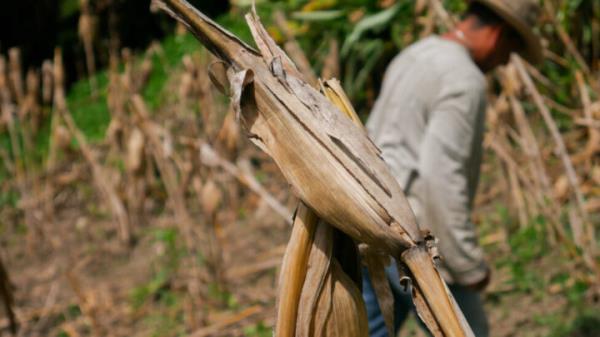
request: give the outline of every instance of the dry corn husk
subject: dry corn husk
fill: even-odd
[[[296,336],[369,335],[362,294],[333,256],[333,230],[323,222],[317,225],[298,307]]]
[[[318,221],[317,215],[300,202],[279,274],[277,337],[295,336],[298,305]]]
[[[423,241],[378,149],[362,128],[299,79],[256,16],[248,20],[264,59],[208,18],[203,22],[186,2],[163,3],[207,28],[206,34],[196,33],[230,63],[232,103],[251,140],[273,157],[294,192],[319,216],[358,241],[394,254]]]
[[[360,124],[339,82],[330,82],[320,83],[322,92]],[[333,231],[300,202],[279,279],[276,337],[368,336],[362,294],[333,256]]]
[[[182,22],[223,61],[213,67],[211,78],[221,89],[230,87],[232,105],[250,139],[273,158],[294,193],[324,222],[406,264],[417,309],[434,336],[472,336],[379,150],[360,126],[302,80],[257,15],[251,13],[246,19],[260,52],[184,0],[155,0],[154,4]],[[315,235],[314,245],[319,246],[317,240],[324,240],[327,230],[333,229],[316,230],[324,233]],[[350,324],[364,312],[364,306],[357,305],[356,310],[348,310],[352,317],[338,316],[347,309],[338,304],[356,303],[352,295],[356,292],[336,272],[339,266],[328,258],[327,245],[319,247],[311,249],[309,259],[312,262],[317,254],[314,259],[329,262],[315,265],[319,267],[315,272],[307,270],[296,336],[328,331],[331,315]],[[345,292],[339,292],[339,298],[338,284]],[[334,300],[328,299],[332,294]],[[362,331],[360,323],[354,331]]]
[[[334,257],[333,232],[300,203],[280,273],[276,337],[368,336],[362,294]]]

________

- [TRY IT]:
Extract all the data above exactly, excluding every picture.

- [RESULT FOR THIS EXERCISE]:
request: give the outline of every instance of the dry corn husk
subject: dry corn husk
fill: even-odd
[[[296,336],[369,335],[362,294],[333,256],[333,230],[323,222],[317,225],[298,307]]]
[[[318,221],[317,215],[300,202],[279,274],[277,337],[295,336],[298,305]]]
[[[423,241],[378,149],[362,128],[299,79],[256,16],[248,20],[264,59],[208,18],[203,22],[186,2],[163,3],[207,28],[206,34],[196,33],[230,63],[232,103],[251,140],[273,157],[294,192],[319,216],[358,241],[394,254]]]
[[[360,124],[339,82],[330,82],[320,83],[322,92]],[[333,231],[300,202],[279,279],[276,337],[368,336],[362,294],[333,256]]]
[[[182,22],[223,61],[213,67],[211,78],[221,89],[230,87],[232,105],[250,139],[273,158],[294,193],[324,222],[406,264],[417,309],[434,336],[472,336],[379,150],[360,126],[302,80],[257,15],[251,13],[246,19],[260,52],[184,0],[155,0],[154,4]],[[315,235],[314,245],[319,246],[317,240],[324,240],[327,230],[333,229],[316,230],[324,233]],[[350,324],[364,312],[364,306],[357,305],[356,310],[348,310],[352,317],[338,316],[347,309],[338,304],[356,303],[352,295],[356,292],[336,272],[339,266],[328,258],[327,245],[319,247],[311,249],[309,259],[312,262],[317,254],[314,259],[329,262],[315,265],[319,267],[315,272],[307,270],[296,336],[328,331],[331,315]],[[345,292],[339,292],[339,298],[338,284]],[[334,300],[328,299],[332,294]],[[362,331],[360,323],[354,331]]]
[[[334,257],[333,232],[300,203],[280,273],[276,337],[368,336],[362,294]]]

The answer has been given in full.